Stored items from a collection
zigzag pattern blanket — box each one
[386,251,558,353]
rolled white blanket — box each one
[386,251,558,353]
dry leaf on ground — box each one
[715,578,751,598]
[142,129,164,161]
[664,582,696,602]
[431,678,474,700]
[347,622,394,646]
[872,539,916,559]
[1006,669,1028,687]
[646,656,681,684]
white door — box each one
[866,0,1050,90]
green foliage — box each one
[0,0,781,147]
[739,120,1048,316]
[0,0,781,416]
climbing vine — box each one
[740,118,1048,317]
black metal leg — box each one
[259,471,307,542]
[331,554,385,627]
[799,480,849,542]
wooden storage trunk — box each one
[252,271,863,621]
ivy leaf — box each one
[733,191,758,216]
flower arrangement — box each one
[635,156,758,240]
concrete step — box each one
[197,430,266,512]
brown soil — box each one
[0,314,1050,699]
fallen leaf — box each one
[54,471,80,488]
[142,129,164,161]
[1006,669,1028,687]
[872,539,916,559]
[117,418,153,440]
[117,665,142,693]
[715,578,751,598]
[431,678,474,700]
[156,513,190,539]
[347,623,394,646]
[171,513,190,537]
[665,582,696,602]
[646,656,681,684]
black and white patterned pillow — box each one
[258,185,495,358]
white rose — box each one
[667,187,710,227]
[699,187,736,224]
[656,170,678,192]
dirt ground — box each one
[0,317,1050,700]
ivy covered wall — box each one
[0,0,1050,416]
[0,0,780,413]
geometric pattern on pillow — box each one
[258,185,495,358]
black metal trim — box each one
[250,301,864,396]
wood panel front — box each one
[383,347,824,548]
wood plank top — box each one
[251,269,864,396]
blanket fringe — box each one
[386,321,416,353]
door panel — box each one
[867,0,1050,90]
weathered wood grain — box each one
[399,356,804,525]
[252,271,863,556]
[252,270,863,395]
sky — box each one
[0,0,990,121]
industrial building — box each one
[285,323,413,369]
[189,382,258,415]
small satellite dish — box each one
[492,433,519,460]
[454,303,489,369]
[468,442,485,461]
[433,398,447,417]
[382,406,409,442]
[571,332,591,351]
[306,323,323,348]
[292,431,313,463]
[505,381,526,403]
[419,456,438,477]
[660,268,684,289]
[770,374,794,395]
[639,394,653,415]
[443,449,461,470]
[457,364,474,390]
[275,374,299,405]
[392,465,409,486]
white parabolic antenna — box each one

### Work instructions:
Can you render the records from their first line through the line containing "[0,314,1050,699]" as a JSON list of strings, one string per line, leaving out any blank lines?

### Response below:
[
  "zigzag pattern blanket — box each one",
  "[386,251,558,353]",
  "rolled white blanket — box each one",
  "[386,251,558,353]",
  "dry leaf on ground — box each one",
  "[715,578,751,598]",
  "[142,129,164,161]",
  "[664,582,696,602]",
  "[431,678,474,700]",
  "[347,622,394,646]",
  "[872,539,916,559]",
  "[1006,669,1028,687]",
  "[646,656,681,684]",
  "white door — box each one",
  "[866,0,1050,90]",
  "green foliage — box each one",
  "[0,0,781,147]",
  "[739,120,1048,316]",
  "[0,0,781,416]",
  "climbing vine — box each one",
  "[740,118,1048,317]",
  "black metal leg — box each one",
  "[259,471,307,542]",
  "[331,554,385,627]",
  "[799,480,849,542]",
  "wooden storage trunk — box each one",
  "[252,271,863,621]",
  "ivy leaf — box each one",
  "[733,191,758,216]",
  "flower arrangement — box each one",
  "[635,156,758,240]",
  "concrete step — box each one",
  "[197,430,266,512]",
  "brown soil — box each one",
  "[0,314,1050,699]"
]